Labeled contour entries
● ● ● ● ● ● ●

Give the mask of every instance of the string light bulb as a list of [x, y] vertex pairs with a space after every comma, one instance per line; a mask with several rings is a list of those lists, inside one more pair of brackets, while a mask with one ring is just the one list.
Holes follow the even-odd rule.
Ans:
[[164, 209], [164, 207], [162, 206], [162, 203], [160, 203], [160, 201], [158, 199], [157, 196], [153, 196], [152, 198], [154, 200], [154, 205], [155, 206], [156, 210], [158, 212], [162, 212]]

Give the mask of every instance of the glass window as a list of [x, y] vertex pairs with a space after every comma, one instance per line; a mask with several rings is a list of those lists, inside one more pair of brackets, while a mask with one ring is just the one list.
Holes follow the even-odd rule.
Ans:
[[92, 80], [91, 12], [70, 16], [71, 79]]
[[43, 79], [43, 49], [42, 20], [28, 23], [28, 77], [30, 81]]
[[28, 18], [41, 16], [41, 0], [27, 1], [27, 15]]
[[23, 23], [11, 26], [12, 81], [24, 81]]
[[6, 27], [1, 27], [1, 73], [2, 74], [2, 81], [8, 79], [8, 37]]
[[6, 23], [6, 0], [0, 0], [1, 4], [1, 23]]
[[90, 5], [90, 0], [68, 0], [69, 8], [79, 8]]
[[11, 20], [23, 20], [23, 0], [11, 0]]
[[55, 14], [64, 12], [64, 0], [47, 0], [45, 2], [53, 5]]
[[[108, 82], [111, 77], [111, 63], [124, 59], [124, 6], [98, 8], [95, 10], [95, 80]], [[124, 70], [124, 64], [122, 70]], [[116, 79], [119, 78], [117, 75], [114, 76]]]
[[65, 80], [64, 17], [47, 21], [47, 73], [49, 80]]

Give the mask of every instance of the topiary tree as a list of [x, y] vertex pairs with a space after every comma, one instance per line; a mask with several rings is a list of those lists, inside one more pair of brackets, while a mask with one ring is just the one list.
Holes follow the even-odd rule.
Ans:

● ● ● ● ● ● ●

What you should do –
Count the lines in the items above that contain the word "list", and reply with only that number.

Completed exercise –
3